>>>
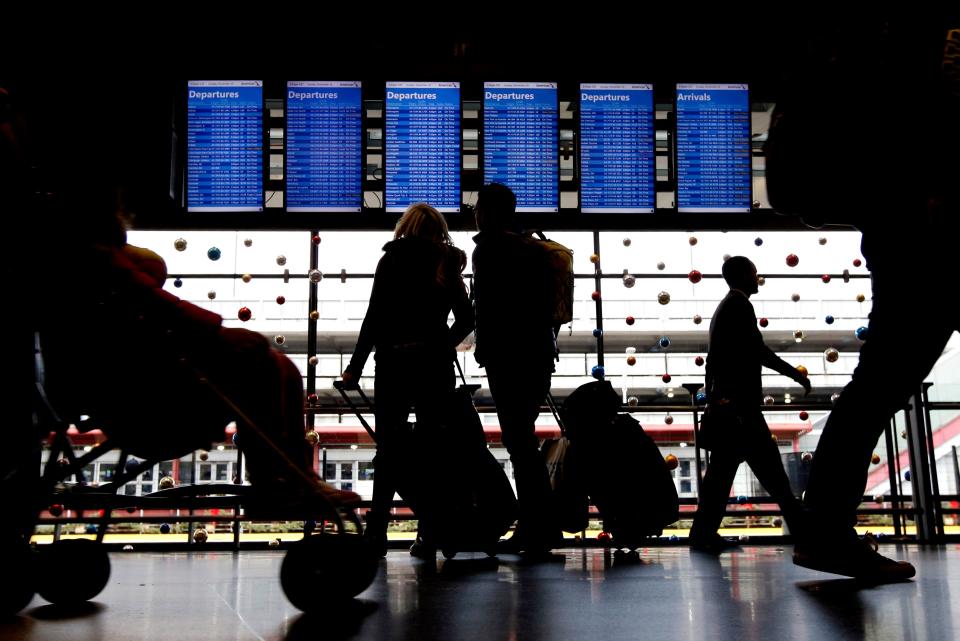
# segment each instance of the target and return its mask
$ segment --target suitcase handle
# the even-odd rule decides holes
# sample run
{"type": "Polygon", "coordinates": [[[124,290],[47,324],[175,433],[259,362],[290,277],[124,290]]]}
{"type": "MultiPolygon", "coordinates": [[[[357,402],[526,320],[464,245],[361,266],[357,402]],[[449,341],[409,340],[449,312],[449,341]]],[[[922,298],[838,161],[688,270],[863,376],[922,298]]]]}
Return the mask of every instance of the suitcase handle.
{"type": "Polygon", "coordinates": [[[553,412],[553,418],[557,419],[557,426],[560,428],[560,436],[567,436],[567,428],[563,425],[563,420],[560,418],[560,410],[557,408],[557,401],[554,400],[553,394],[550,393],[550,390],[547,390],[547,406],[550,408],[550,411],[553,412]]]}
{"type": "Polygon", "coordinates": [[[470,392],[470,396],[473,396],[477,390],[480,389],[480,386],[476,383],[467,383],[467,377],[463,375],[463,368],[460,367],[460,359],[456,356],[453,357],[453,364],[457,366],[457,373],[460,375],[460,380],[462,381],[460,387],[470,392]]]}
{"type": "Polygon", "coordinates": [[[357,418],[360,419],[360,424],[363,425],[363,429],[367,430],[367,434],[370,435],[370,438],[373,439],[373,442],[377,442],[377,435],[374,432],[373,428],[370,427],[370,423],[367,422],[367,419],[363,418],[363,414],[360,413],[360,408],[357,407],[357,404],[353,402],[353,399],[350,398],[350,395],[347,394],[347,390],[353,390],[360,395],[360,399],[363,401],[363,404],[370,408],[370,411],[373,411],[373,403],[370,402],[370,399],[367,397],[366,393],[360,387],[359,383],[351,383],[349,385],[345,384],[343,381],[334,381],[333,387],[335,390],[340,392],[340,396],[343,397],[343,400],[346,401],[347,405],[350,406],[350,409],[353,410],[353,413],[357,415],[357,418]]]}

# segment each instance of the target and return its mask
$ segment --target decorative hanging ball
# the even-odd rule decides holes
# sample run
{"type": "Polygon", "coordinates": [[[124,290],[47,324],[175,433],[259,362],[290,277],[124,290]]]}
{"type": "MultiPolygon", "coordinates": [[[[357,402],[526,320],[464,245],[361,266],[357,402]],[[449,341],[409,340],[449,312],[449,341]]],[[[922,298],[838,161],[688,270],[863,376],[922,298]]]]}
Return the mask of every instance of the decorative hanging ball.
{"type": "Polygon", "coordinates": [[[307,443],[310,445],[316,445],[320,442],[320,435],[317,434],[314,430],[307,431],[307,443]]]}
{"type": "Polygon", "coordinates": [[[594,328],[593,328],[593,337],[594,337],[594,338],[600,338],[601,336],[603,336],[603,330],[600,329],[599,327],[594,327],[594,328]]]}
{"type": "Polygon", "coordinates": [[[825,282],[825,283],[829,283],[829,282],[830,282],[830,274],[824,274],[823,276],[820,277],[820,280],[822,280],[822,281],[825,282]]]}
{"type": "Polygon", "coordinates": [[[289,269],[284,269],[284,270],[283,270],[283,282],[284,282],[284,283],[289,283],[289,282],[290,282],[290,270],[289,270],[289,269]]]}
{"type": "Polygon", "coordinates": [[[193,531],[193,540],[196,543],[206,543],[207,542],[207,531],[203,528],[193,531]]]}
{"type": "Polygon", "coordinates": [[[280,539],[270,539],[267,545],[272,548],[278,548],[280,547],[280,539]]]}
{"type": "Polygon", "coordinates": [[[680,460],[673,454],[667,454],[663,457],[663,462],[667,464],[668,470],[675,470],[680,465],[680,460]]]}
{"type": "Polygon", "coordinates": [[[309,394],[307,394],[307,402],[310,403],[311,405],[316,403],[318,400],[320,400],[320,397],[317,396],[316,392],[310,392],[309,394]]]}
{"type": "Polygon", "coordinates": [[[874,494],[874,495],[873,495],[873,501],[874,501],[874,503],[883,503],[883,500],[884,500],[883,494],[874,494]]]}
{"type": "Polygon", "coordinates": [[[590,375],[593,376],[598,381],[603,380],[603,365],[594,365],[593,369],[590,370],[590,375]]]}
{"type": "Polygon", "coordinates": [[[910,470],[906,470],[906,471],[903,473],[903,480],[909,482],[909,481],[910,481],[910,477],[911,477],[910,470]]]}
{"type": "Polygon", "coordinates": [[[347,270],[346,270],[346,269],[341,269],[341,270],[340,270],[340,282],[341,282],[341,283],[347,282],[347,270]]]}
{"type": "Polygon", "coordinates": [[[773,399],[773,397],[770,396],[769,394],[768,394],[767,396],[764,396],[764,397],[763,397],[763,404],[764,404],[764,405],[773,405],[773,403],[774,403],[774,399],[773,399]]]}
{"type": "Polygon", "coordinates": [[[866,327],[858,327],[858,328],[857,328],[857,331],[854,332],[854,335],[855,335],[858,339],[860,339],[860,340],[862,340],[862,341],[865,341],[865,340],[867,340],[867,332],[868,332],[868,330],[867,330],[866,327]]]}
{"type": "Polygon", "coordinates": [[[820,237],[820,244],[821,244],[821,245],[826,245],[826,244],[827,244],[827,239],[826,239],[825,236],[821,236],[821,237],[820,237]]]}
{"type": "Polygon", "coordinates": [[[277,345],[283,345],[284,343],[287,342],[287,337],[284,336],[283,334],[277,334],[276,336],[273,337],[273,342],[276,343],[277,345]]]}
{"type": "Polygon", "coordinates": [[[864,296],[863,294],[857,294],[857,302],[858,302],[858,303],[862,303],[862,302],[865,301],[865,300],[867,300],[867,297],[866,297],[866,296],[864,296]]]}
{"type": "Polygon", "coordinates": [[[763,244],[763,239],[757,236],[756,238],[753,239],[753,244],[759,247],[760,245],[763,244]]]}
{"type": "Polygon", "coordinates": [[[633,241],[631,241],[629,238],[624,238],[624,239],[623,239],[623,246],[624,246],[624,247],[629,247],[632,242],[633,242],[633,241]]]}
{"type": "Polygon", "coordinates": [[[795,303],[799,303],[799,302],[800,302],[800,294],[791,294],[791,295],[790,295],[790,300],[792,300],[792,301],[795,302],[795,303]]]}
{"type": "Polygon", "coordinates": [[[795,330],[793,332],[793,340],[802,341],[805,338],[805,334],[802,329],[795,330]]]}
{"type": "Polygon", "coordinates": [[[160,524],[160,534],[170,534],[170,524],[161,523],[160,524]]]}
{"type": "Polygon", "coordinates": [[[703,405],[707,402],[707,393],[702,389],[697,390],[697,393],[694,395],[693,400],[696,401],[697,405],[703,405]]]}
{"type": "Polygon", "coordinates": [[[670,414],[667,414],[666,416],[663,417],[663,422],[666,423],[667,425],[673,425],[673,416],[671,416],[670,414]]]}
{"type": "Polygon", "coordinates": [[[209,298],[210,300],[213,300],[216,297],[217,297],[217,292],[215,292],[214,290],[211,289],[209,292],[207,292],[207,298],[209,298]]]}
{"type": "Polygon", "coordinates": [[[637,284],[637,278],[633,274],[627,274],[623,277],[623,286],[630,289],[637,284]]]}
{"type": "Polygon", "coordinates": [[[759,318],[759,319],[757,319],[757,325],[759,325],[760,327],[766,327],[766,326],[768,326],[769,324],[770,324],[770,321],[767,320],[766,318],[759,318]]]}
{"type": "Polygon", "coordinates": [[[810,452],[804,452],[803,454],[800,455],[800,460],[803,461],[804,463],[809,463],[810,461],[813,460],[813,454],[811,454],[810,452]]]}
{"type": "Polygon", "coordinates": [[[592,298],[593,300],[600,300],[600,292],[598,291],[593,292],[592,294],[590,294],[590,298],[592,298]]]}
{"type": "Polygon", "coordinates": [[[880,455],[874,452],[873,456],[870,457],[870,462],[874,465],[880,465],[880,455]]]}
{"type": "Polygon", "coordinates": [[[664,383],[669,383],[670,381],[673,380],[673,377],[670,376],[669,374],[664,374],[663,376],[660,377],[660,380],[662,380],[664,383]]]}
{"type": "Polygon", "coordinates": [[[730,260],[731,258],[732,258],[732,256],[730,256],[730,254],[724,254],[724,255],[723,255],[723,262],[727,262],[727,261],[730,260]]]}
{"type": "Polygon", "coordinates": [[[199,458],[201,461],[206,461],[208,458],[210,458],[210,452],[206,450],[200,450],[200,453],[197,455],[197,458],[199,458]]]}
{"type": "Polygon", "coordinates": [[[661,305],[667,305],[670,303],[670,294],[667,292],[660,292],[657,294],[657,302],[661,305]]]}
{"type": "Polygon", "coordinates": [[[691,270],[690,270],[690,273],[687,274],[687,279],[688,279],[691,283],[693,283],[694,285],[696,285],[696,284],[699,283],[701,280],[703,280],[703,274],[701,274],[701,273],[700,273],[698,270],[696,270],[696,269],[691,269],[691,270]]]}
{"type": "Polygon", "coordinates": [[[320,318],[320,312],[318,312],[315,309],[310,310],[310,320],[317,320],[319,318],[320,318]]]}
{"type": "Polygon", "coordinates": [[[640,399],[638,399],[636,396],[631,396],[630,398],[627,399],[627,405],[629,405],[630,407],[636,407],[639,404],[640,404],[640,399]]]}
{"type": "Polygon", "coordinates": [[[782,527],[782,526],[783,526],[783,519],[780,518],[779,516],[775,517],[773,519],[773,527],[782,527]]]}
{"type": "Polygon", "coordinates": [[[662,347],[663,349],[666,349],[666,348],[670,347],[670,339],[667,338],[666,336],[661,336],[661,337],[660,337],[660,347],[662,347]]]}
{"type": "Polygon", "coordinates": [[[630,367],[633,367],[636,364],[637,364],[636,356],[627,356],[627,365],[629,365],[630,367]]]}
{"type": "Polygon", "coordinates": [[[320,362],[320,358],[319,358],[318,356],[316,356],[316,355],[313,355],[313,356],[311,356],[310,358],[307,359],[307,362],[308,362],[309,364],[313,365],[314,367],[316,367],[316,366],[317,366],[317,363],[320,362]]]}
{"type": "Polygon", "coordinates": [[[250,274],[244,274],[243,276],[240,277],[240,280],[242,280],[245,283],[249,283],[251,280],[253,280],[253,276],[251,276],[250,274]]]}
{"type": "Polygon", "coordinates": [[[796,267],[800,264],[800,258],[796,254],[789,254],[787,256],[787,267],[796,267]]]}
{"type": "Polygon", "coordinates": [[[286,296],[277,296],[277,305],[283,305],[285,302],[287,302],[286,296]]]}
{"type": "Polygon", "coordinates": [[[597,535],[597,540],[598,540],[598,541],[602,541],[603,543],[609,543],[609,542],[610,542],[610,538],[611,538],[611,537],[610,537],[610,533],[609,533],[609,532],[603,532],[603,531],[601,531],[600,534],[597,535]]]}
{"type": "Polygon", "coordinates": [[[237,318],[239,318],[239,319],[242,320],[244,323],[246,323],[248,320],[250,320],[251,318],[253,318],[253,312],[250,311],[250,308],[249,308],[249,307],[241,307],[241,308],[237,311],[237,318]]]}
{"type": "Polygon", "coordinates": [[[174,485],[176,485],[176,482],[173,480],[172,476],[164,476],[160,479],[161,490],[169,490],[174,485]]]}
{"type": "Polygon", "coordinates": [[[687,239],[687,242],[690,243],[690,246],[691,246],[691,247],[693,247],[693,246],[696,245],[697,242],[698,242],[698,241],[697,241],[697,237],[696,237],[696,236],[691,236],[690,238],[687,239]]]}
{"type": "Polygon", "coordinates": [[[310,240],[313,242],[314,245],[320,244],[320,236],[318,234],[314,234],[313,238],[311,238],[310,240]]]}
{"type": "Polygon", "coordinates": [[[854,258],[854,259],[853,259],[853,266],[854,266],[854,267],[859,267],[859,266],[862,265],[862,264],[863,264],[863,261],[861,261],[859,258],[854,258]]]}
{"type": "Polygon", "coordinates": [[[287,257],[284,256],[283,254],[280,254],[279,256],[277,256],[277,264],[280,265],[281,267],[283,267],[284,265],[286,265],[286,264],[287,264],[287,257]]]}
{"type": "Polygon", "coordinates": [[[251,247],[252,245],[253,245],[253,239],[252,239],[252,238],[244,238],[244,239],[243,239],[243,246],[244,246],[244,247],[251,247]]]}
{"type": "Polygon", "coordinates": [[[849,282],[850,282],[850,270],[849,270],[849,269],[843,270],[843,282],[845,282],[845,283],[849,283],[849,282]]]}
{"type": "Polygon", "coordinates": [[[827,359],[828,363],[836,363],[837,359],[840,358],[840,352],[838,352],[835,347],[828,347],[823,352],[823,357],[827,359]]]}
{"type": "Polygon", "coordinates": [[[175,241],[173,241],[173,248],[176,249],[178,252],[186,251],[187,249],[186,239],[178,238],[175,241]]]}
{"type": "Polygon", "coordinates": [[[211,247],[210,249],[208,249],[207,258],[209,258],[210,260],[220,260],[220,248],[211,247]]]}
{"type": "Polygon", "coordinates": [[[600,254],[590,254],[590,262],[596,265],[600,262],[600,254]]]}
{"type": "Polygon", "coordinates": [[[636,354],[636,353],[637,353],[637,348],[636,348],[636,347],[628,347],[627,349],[625,349],[625,350],[623,350],[623,351],[626,352],[627,354],[636,354]]]}
{"type": "Polygon", "coordinates": [[[50,513],[50,516],[54,516],[54,517],[60,516],[63,514],[63,505],[61,505],[60,503],[54,503],[49,508],[47,508],[47,512],[50,513]]]}
{"type": "Polygon", "coordinates": [[[830,402],[831,402],[831,403],[836,403],[838,400],[840,400],[840,393],[839,393],[839,392],[834,392],[833,394],[830,395],[830,402]]]}
{"type": "Polygon", "coordinates": [[[836,320],[836,319],[835,319],[833,316],[831,316],[830,314],[827,314],[827,317],[823,319],[823,321],[824,321],[827,325],[833,325],[833,321],[834,321],[834,320],[836,320]]]}
{"type": "Polygon", "coordinates": [[[173,286],[174,286],[174,287],[183,287],[183,280],[181,280],[181,279],[179,279],[179,278],[176,279],[176,280],[174,280],[174,281],[173,281],[173,286]]]}
{"type": "Polygon", "coordinates": [[[311,283],[319,283],[321,280],[323,280],[323,272],[321,272],[319,269],[311,269],[307,273],[307,276],[310,278],[311,283]]]}
{"type": "Polygon", "coordinates": [[[767,284],[767,279],[763,276],[757,276],[757,287],[763,287],[767,284]]]}
{"type": "Polygon", "coordinates": [[[633,325],[636,322],[636,319],[633,316],[627,316],[625,320],[627,322],[627,325],[633,325]]]}
{"type": "Polygon", "coordinates": [[[667,264],[665,262],[660,261],[659,263],[657,263],[657,269],[659,269],[660,271],[663,271],[666,268],[667,268],[667,264]]]}
{"type": "Polygon", "coordinates": [[[694,325],[699,325],[699,324],[702,323],[702,322],[703,322],[703,316],[701,316],[700,314],[694,314],[694,315],[693,315],[693,324],[694,324],[694,325]]]}
{"type": "Polygon", "coordinates": [[[807,371],[807,368],[803,365],[797,365],[797,371],[800,372],[800,376],[807,378],[810,376],[810,372],[807,371]]]}
{"type": "Polygon", "coordinates": [[[810,414],[808,414],[806,410],[800,410],[800,413],[797,416],[800,417],[801,421],[805,421],[810,418],[810,414]]]}
{"type": "Polygon", "coordinates": [[[693,364],[697,367],[703,367],[703,362],[703,356],[697,356],[695,359],[693,359],[693,364]]]}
<<<
- **Task requirements**:
Please copy out each line of the material that holds the string "target".

- **Output for this task**:
# segment each instance of the target and return its mask
$ segment --target suitcase handle
# segment each instance of the target and return its mask
$ segment --target decorative hanging ball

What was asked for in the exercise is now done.